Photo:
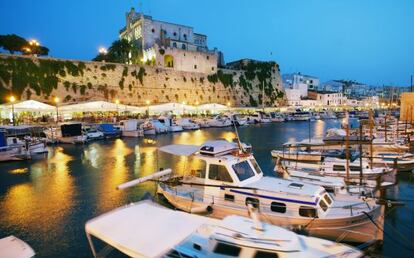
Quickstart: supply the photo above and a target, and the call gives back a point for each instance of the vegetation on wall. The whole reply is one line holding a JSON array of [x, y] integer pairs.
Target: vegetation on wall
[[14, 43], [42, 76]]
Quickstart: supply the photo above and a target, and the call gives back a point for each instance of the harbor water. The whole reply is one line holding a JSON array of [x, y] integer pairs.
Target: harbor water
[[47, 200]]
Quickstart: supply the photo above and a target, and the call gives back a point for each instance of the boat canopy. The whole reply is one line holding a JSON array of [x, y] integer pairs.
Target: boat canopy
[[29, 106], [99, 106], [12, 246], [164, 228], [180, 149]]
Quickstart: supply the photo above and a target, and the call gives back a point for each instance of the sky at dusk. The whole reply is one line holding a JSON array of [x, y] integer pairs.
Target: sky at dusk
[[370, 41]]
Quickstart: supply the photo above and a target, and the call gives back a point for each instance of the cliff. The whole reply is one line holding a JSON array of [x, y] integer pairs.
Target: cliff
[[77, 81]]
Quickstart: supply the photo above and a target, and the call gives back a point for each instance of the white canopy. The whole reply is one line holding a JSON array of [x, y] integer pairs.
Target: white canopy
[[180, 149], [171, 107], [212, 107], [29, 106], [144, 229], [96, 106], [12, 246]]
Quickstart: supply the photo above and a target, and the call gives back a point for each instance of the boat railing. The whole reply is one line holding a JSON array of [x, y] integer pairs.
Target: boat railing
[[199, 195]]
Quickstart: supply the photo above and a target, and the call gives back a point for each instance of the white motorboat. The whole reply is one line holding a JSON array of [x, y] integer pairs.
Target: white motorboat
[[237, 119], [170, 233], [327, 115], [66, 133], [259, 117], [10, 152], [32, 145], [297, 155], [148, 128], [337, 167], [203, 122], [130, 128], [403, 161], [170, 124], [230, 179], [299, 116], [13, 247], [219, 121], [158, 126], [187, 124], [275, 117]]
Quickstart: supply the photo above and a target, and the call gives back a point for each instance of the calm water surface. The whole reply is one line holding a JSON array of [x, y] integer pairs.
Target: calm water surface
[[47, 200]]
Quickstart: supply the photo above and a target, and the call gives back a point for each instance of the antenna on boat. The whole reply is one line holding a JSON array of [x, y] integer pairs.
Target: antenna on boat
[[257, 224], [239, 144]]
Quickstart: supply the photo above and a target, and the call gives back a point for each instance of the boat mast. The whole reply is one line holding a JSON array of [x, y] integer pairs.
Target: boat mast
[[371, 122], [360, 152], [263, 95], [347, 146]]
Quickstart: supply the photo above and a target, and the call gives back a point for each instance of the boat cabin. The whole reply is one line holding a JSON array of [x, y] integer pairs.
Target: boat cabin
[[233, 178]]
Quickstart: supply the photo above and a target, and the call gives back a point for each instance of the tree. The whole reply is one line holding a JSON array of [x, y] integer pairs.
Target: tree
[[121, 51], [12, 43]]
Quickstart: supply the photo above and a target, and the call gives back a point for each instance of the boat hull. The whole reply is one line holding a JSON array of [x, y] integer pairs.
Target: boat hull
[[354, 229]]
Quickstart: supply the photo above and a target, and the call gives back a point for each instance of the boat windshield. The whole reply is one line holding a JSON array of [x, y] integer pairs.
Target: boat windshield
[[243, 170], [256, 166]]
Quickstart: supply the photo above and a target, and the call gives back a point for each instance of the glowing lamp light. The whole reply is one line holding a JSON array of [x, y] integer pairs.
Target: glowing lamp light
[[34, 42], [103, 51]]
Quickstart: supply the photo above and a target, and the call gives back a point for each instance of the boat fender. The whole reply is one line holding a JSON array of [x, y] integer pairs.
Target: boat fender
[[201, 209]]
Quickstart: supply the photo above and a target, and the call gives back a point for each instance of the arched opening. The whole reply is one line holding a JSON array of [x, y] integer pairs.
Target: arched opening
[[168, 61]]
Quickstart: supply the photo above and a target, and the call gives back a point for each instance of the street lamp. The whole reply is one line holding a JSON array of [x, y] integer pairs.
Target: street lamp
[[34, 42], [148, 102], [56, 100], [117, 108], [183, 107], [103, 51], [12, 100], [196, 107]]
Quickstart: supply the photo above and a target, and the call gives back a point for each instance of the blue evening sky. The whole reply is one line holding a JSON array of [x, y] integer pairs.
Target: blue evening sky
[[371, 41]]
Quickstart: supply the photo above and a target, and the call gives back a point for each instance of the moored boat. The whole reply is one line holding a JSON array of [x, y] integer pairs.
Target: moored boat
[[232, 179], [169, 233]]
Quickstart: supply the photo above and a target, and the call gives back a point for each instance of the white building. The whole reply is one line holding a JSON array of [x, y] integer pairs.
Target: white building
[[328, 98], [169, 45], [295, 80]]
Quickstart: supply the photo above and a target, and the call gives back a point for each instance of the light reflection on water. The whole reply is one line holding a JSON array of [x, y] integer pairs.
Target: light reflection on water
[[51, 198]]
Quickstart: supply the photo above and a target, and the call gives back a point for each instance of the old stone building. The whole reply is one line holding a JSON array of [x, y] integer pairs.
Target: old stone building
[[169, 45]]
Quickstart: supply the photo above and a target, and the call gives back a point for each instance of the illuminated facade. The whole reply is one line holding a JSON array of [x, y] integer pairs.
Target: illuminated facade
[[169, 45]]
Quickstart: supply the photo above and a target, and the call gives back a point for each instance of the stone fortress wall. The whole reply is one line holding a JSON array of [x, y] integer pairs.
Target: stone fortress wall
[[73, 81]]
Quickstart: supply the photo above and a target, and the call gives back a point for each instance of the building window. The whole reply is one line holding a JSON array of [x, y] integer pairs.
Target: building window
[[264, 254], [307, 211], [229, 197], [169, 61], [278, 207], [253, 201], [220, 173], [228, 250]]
________________
## DIRECTIVE
Set the pictures aside and transcribe the data above exactly.

## SOLUTION BELOW
Photo:
Quickstart: supply the photo above and a target, and the call gives back a point for each instance of the vegetation on wall. The whole reply is one line holding a JSON array of [x, y] integer pairs.
Target: vegetation on wall
[[14, 43], [42, 76]]
Quickstart: supply the photo above and a target, and the call gives back a point for each instance of the harbor water. The whole reply is one line holding a JSON array of [x, y] integer pairs.
Target: harbor water
[[47, 200]]
Quickstart: supply the photo above and a target, and the call gives back a point for each instance of the boat canopy. The whole reply is one line holding a JSON array of [x, y] integer pairs.
Target: boat canopy
[[29, 106], [99, 106], [12, 246], [164, 228], [180, 149]]
Quickstart: supply the photo above and a target, and the call gives back a point for each instance of the sky at dusk. The whole reply is one line holding a JSON array of [x, y] integer pairs.
Target: sky at dusk
[[370, 41]]
Quickstart: supply the photo above and a target, and the call gives back a point for each instance of the cliff. The whole reply is one line holding a JSON array of [x, y] integer pairs.
Target: cliff
[[77, 81]]
Quickstart: supply the photo above and a target, and the call gives back a point for each instance of the white canopy. The whole reply is one line holding a JSON array of [x, y] integer pairs.
Target: white canopy
[[180, 149], [171, 107], [212, 107], [29, 106], [144, 229], [96, 106], [12, 246]]
Quickstart: supply the photo above and a target, and the call gives back a point for each instance of the boat railing. The whole reply is one line holding a JSON array of [x, y] integer pairs.
Target: boat railing
[[199, 195]]
Quickstart: supply the photo above and a target, and the call gives back a point for each instance of the white motorboat. The whole reply is one line holding a JSON array of [x, y] integer pairs.
Target: white motorboat
[[237, 119], [170, 233], [327, 115], [66, 133], [259, 117], [10, 152], [32, 145], [297, 155], [148, 128], [337, 167], [203, 122], [130, 128], [403, 161], [170, 124], [230, 179], [299, 116], [13, 247], [219, 121], [158, 126], [187, 124], [275, 117]]
Quickstart: supply the photo above and a target, and the call gives back a point for each instance of the calm water surface. The whole reply is one line holding a JSON array of [x, y] integer pairs.
Target: calm water surface
[[47, 200]]
Quickstart: supply the photo above and a target, and the call gives back a point for each instance of the antenna on boat. The whole reply is one line holding a JSON array of [x, y] integer pairs.
Target: antenna on boat
[[257, 224], [239, 144]]
Quickstart: supply the photo above and a target, and the call gives back a point for each instance of the boat mast. The whole reply is one line holding a JSON array of [x, y] integer pairs.
Target: boat mast
[[371, 122], [360, 152], [263, 95], [347, 146]]
Quickstart: supply the photo above and a target, and the call gives back a point for each instance of the boat cabin. The whole reply is one line holding a JSON array of [x, y] integer pairs.
Target: boat cabin
[[233, 178]]
Quickstart: supply the photo above and a target, and the call gives back a point for each instance of the tree. The whole reply is one line holding a JSON array of [x, y] integer pairs.
Target: tree
[[121, 51], [12, 43]]
Quickstart: supply the photo above and a target, and the call gives back a point for each instance of the boat hull. The whole reply is one line holding a JSON array of [x, y] integer pairs.
Target: boat hull
[[354, 229]]
Quickstart: supply the photo above and a target, and the call gives back a point for each instance of the boat windshield. The whole reply is one line holding a JSON array of [x, y] integer pairs.
Target: boat windshield
[[243, 170], [256, 166]]
Quickstart: supply the photo above and a target, and the call gives back a point for each instance of the glowing lamp light. The whole reply is one line holding a JSON array of [x, y] integer pairs.
Target: glowing lamp light
[[34, 42], [103, 51]]
Quickstart: supply the photo above and a target, and the call gives back a point for each instance of the boat fender. The whole reply is one line holding a JSON array of [x, y] integer pairs.
Target: boat fender
[[201, 209]]
Quickstart: supply the photo above and a target, and the call gives back a point for each instance of the arched opening. The whole reply is one line holding a JSON array of [x, y] integer pairs.
Target: arched opening
[[168, 61]]
Quickstart: supply the photo above and a target, and the call gives back a point for each instance of the street lamp. The whole reply is one line holding a JSON array of [x, y] integer pairs.
Target: street lamp
[[34, 42], [148, 102], [56, 100], [117, 108], [183, 107], [103, 51], [12, 100], [196, 107]]
Quickstart: supply the photo above and a target, and the call gives back a point for each instance of the blue evening sky. The whole reply is one line holding a JSON array of [x, y] integer pairs.
Target: blue evening sky
[[371, 41]]
Quickstart: supply the photo above and a target, and the call gives back a point for each instance of the moored boat. The whole reply is one line holding a JSON array of [x, y] integer pairs.
Target: moored boat
[[232, 179], [169, 233]]
Quickstart: supply the photo above and a target, and the call gives back a point for each instance of the white building. The whole reply is one line holding a JSON array of [x, y] integer pairs.
Target: white building
[[328, 98], [169, 45], [295, 80]]
Quickstart: supply the photo above and a target, and the call gives back a point for each instance of the light reflection on water. The whole reply is one line holding a JSON array of [x, y] integer pairs.
Target: light reflection on water
[[51, 198]]
Quickstart: supply the photo above and a target, and the call gives back a point for each instance of the old stone building. The whole reply is one line holding a JSON array of [x, y] integer pairs.
Target: old stone building
[[169, 45]]
Quickstart: supply the photo above and a target, and the call gives back a point for each instance of the illuminated facade. The whole reply is one line holding a JSON array of [x, y] integer pairs.
Target: illuminated facade
[[169, 45]]
Quickstart: supply the photo above and a target, and the call gives back a point for each instance of the stone fortress wall. The whole reply is one line holding a JSON array of [x, y] integer pairs.
Target: stone fortress wall
[[73, 81]]
Quickstart: supply the photo above and a target, and the call gives back a point for each instance of the building window. The whole reply is one line holding a JSON array of [x, y] integer pairs.
Target: building window
[[264, 254], [307, 211], [229, 197], [169, 61], [278, 207], [253, 201], [220, 173], [228, 250]]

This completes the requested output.